◆ **Source excerpt**
I'll start tomorrow.......

Good evening, all. This whole blogging thing is a veritably new idea for me so bear with me as I work out the kinks of trying to figure out all the trick of the blogosphere trade. My name is Evita Sawyers. I weigh 357 pounds at last count. What is that you say? No, I was not always this way. Let me demonstrate. Exhibit A:


The year: 1999, The location: United Stated Naval Boot Camp, The weight: 195.
I was 17, in shape and a size 11 or 12. I could run a mile and a half in 12 minutes and thirty seconds, do 82 sit-ups in two minutes and I could shop at normal clothing stores (NY&CO, The Gap, Etc.) I was young, I looked good and I was comfortable.

However, as life dragged on, I began a slow descent into obesity. First it was ten pounds, then 20, then 40. I was eating out a lot and eating really late at night. I wasn't making time to exercise. Before I knew it, I weighed 230 lbs.

Presenting Exhibit B:


The year: 2001, The location: Pearl Harbor Naval Base, The weight: 230 lbs.

◆ **The tasks**
1. Answer these from the blog post about weight:
(a) What weight is given for 1999 at United States Naval Boot Camp?
(b) How long did a mile and a half take to run at age 17?
(c) What location is listed for Exhibit B?
2. Echo the blog post about weight word for word, everything from "I was 17, in" down to "weighed 230 lbs.".
3. Carry on the blog post about weight, picking up after its final sentence.
The lines after this point were drawn from a separate source.

[Shape boundary entries]
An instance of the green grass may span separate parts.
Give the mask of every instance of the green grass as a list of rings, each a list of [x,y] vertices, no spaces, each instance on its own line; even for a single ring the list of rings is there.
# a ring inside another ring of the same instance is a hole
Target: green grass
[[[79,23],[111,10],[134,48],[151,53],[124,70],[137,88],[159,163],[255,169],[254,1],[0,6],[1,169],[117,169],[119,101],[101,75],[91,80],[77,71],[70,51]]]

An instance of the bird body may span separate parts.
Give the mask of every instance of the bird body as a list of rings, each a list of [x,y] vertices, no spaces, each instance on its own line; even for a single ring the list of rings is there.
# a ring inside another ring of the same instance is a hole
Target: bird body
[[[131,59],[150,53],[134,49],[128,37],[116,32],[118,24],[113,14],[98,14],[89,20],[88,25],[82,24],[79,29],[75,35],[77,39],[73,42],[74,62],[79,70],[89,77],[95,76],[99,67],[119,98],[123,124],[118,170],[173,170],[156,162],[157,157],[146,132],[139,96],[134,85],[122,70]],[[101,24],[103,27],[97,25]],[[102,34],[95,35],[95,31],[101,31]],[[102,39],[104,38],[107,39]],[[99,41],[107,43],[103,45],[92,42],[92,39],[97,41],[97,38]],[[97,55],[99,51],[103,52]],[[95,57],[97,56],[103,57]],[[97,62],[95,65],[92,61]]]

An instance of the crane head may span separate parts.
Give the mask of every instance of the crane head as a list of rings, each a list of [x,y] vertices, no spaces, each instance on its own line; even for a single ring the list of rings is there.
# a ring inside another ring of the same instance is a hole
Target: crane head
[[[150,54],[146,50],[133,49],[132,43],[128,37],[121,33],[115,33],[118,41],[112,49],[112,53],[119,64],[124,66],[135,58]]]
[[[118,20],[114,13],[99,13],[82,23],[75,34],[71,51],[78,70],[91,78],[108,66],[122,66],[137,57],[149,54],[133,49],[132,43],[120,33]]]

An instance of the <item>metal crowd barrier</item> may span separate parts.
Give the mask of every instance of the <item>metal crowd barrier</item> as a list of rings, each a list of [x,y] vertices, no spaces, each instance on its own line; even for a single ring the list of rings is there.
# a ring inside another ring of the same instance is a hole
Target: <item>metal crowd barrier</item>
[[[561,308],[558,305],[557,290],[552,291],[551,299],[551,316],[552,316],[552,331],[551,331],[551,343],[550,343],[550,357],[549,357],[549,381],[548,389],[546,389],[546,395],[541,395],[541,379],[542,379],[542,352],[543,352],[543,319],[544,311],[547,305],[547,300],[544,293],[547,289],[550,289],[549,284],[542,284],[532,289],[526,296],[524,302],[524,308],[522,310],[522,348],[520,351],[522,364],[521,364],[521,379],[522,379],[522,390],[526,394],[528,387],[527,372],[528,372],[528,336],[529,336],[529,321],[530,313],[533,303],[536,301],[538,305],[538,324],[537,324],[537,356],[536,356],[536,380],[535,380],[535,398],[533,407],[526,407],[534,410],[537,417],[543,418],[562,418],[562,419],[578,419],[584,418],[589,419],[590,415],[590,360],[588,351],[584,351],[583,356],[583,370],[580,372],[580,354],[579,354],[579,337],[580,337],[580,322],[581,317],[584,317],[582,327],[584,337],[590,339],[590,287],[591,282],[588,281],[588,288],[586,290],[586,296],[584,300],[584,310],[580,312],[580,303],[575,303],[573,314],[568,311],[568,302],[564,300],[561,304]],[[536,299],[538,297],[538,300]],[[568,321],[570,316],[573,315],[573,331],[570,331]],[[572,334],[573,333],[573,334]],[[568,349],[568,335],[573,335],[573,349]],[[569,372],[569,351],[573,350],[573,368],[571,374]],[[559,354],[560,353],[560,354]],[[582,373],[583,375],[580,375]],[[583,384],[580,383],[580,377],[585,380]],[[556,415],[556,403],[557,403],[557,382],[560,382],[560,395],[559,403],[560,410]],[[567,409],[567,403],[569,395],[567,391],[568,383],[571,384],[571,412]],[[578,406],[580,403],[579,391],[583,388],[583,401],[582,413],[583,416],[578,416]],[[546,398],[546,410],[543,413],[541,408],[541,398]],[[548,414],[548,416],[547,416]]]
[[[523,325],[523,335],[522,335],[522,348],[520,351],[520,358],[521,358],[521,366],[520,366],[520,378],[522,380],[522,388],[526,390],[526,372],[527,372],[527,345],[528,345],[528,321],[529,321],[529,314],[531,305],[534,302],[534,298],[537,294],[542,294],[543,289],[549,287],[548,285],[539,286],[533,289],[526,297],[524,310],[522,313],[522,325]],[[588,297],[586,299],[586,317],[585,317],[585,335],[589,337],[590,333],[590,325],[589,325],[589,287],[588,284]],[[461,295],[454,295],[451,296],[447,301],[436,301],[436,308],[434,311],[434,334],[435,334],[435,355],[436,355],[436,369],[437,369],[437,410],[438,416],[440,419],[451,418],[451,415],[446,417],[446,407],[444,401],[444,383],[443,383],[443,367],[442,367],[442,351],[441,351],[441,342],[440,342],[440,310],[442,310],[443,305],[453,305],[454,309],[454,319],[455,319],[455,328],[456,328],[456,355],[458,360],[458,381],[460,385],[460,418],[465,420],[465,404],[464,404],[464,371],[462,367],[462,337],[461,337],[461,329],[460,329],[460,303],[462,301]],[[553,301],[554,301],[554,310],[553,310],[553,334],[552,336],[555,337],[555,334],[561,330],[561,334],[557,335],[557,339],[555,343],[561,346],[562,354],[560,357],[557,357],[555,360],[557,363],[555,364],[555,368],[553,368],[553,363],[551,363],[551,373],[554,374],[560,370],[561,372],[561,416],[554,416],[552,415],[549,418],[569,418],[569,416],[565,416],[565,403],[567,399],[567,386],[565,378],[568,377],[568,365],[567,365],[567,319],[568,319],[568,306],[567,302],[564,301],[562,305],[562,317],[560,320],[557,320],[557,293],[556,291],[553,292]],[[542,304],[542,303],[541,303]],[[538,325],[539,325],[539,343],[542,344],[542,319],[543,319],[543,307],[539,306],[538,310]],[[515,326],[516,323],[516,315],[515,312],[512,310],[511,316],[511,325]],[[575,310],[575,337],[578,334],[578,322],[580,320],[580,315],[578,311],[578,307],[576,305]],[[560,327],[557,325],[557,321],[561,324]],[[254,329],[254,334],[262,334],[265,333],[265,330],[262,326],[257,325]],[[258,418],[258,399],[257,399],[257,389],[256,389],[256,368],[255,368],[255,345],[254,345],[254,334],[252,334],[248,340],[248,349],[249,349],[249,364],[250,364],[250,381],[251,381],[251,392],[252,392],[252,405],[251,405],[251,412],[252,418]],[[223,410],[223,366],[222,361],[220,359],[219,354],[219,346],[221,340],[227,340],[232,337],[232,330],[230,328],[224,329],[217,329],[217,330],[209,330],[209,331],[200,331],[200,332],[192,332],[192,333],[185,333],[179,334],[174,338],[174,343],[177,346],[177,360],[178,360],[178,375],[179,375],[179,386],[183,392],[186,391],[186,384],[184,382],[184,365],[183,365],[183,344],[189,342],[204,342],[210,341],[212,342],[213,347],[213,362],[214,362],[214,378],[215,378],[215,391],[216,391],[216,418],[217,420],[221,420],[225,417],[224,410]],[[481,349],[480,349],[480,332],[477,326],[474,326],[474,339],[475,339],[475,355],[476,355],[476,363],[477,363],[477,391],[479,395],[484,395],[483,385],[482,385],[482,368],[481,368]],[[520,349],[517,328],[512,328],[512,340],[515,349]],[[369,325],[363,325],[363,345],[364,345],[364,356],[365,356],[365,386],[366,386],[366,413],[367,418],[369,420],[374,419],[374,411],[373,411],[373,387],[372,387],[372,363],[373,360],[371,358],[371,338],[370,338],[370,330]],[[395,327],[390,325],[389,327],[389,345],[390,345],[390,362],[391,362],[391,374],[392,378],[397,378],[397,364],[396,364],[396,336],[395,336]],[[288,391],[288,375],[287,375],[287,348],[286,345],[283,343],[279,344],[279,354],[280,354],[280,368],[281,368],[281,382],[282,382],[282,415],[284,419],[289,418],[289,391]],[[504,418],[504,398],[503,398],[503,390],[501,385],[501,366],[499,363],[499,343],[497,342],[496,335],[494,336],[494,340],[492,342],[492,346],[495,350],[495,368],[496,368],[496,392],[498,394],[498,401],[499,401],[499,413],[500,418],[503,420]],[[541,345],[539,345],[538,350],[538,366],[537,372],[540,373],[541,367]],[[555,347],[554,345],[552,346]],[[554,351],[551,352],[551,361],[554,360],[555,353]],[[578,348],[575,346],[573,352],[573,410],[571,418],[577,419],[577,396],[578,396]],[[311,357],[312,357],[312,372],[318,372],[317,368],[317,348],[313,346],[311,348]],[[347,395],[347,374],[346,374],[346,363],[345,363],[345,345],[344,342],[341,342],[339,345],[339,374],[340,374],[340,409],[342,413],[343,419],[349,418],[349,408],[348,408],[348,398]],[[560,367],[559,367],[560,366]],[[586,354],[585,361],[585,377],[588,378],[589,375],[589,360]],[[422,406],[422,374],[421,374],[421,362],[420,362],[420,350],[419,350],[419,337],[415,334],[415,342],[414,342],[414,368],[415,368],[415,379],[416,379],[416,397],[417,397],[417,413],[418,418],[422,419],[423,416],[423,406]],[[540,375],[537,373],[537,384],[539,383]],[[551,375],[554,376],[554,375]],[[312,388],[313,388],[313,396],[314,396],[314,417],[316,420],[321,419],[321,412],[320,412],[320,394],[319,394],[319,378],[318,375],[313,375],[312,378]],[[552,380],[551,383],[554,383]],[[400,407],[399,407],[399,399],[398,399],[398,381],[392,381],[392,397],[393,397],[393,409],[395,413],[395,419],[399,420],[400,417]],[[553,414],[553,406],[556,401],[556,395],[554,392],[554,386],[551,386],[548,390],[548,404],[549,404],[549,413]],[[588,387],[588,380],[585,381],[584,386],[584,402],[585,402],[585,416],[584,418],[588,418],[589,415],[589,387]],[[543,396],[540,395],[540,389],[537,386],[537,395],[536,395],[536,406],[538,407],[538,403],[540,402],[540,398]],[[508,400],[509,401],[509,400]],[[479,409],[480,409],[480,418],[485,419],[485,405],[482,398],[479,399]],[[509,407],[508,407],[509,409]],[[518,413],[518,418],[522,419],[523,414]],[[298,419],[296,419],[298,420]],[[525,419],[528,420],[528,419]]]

◆ **The results**
1.
(a) 195
(b) 12 minutes and thirty seconds
(c) Pearl Harbor Naval Base

2.
I was 17, in shape and a size 11 or 12. I could run a mile and a half in 12 minutes and thirty seconds, do 82 sit-ups in two minutes and I could shop at normal clothing stores (NY&CO, The Gap, Etc.) I was young, I looked good and I was comfortable.

However, as life dragged on, I began a slow descent into obesity. First it was ten pounds, then 20, then 40. I was eating out a lot and eating really late at night. I wasn't making time to exercise. Before I knew it, I weighed 230 lbs.

3.
You know, actually, I don't think I look too bad in this photo. I was on my way to the Persian Gulf and while I wasn't my ideal weight, the extra forty lbs. wasn't all that uncomfortable. But just wait, because if I thought I was fat then I had no idea that I was going to learn the true meaning of fat soon enough......

Presenting Exhibit C:


The year: 2003, The place: USS Boxer, The weight: 305 lbs
Yeah, for those of you wondering, I am big hunk of chocolate marshmallow fluff on the far left. I will never forget that fateful day when I had to weigh in for our annual Physical Readiness test and I tipped the scales at a whopping 305 lbs. Wow, a far cry off from the 195 lbs girl I knew just 2 short years before. I couldn't wear any of my uniforms. I actually had to buy a completely different kind of pant to wear and people began to make fun of me in my division. Something other than my pants buttons had to give.......

Presenting Exhibit D:


The year: 2003, The place: my church, The weight: 255 lbs.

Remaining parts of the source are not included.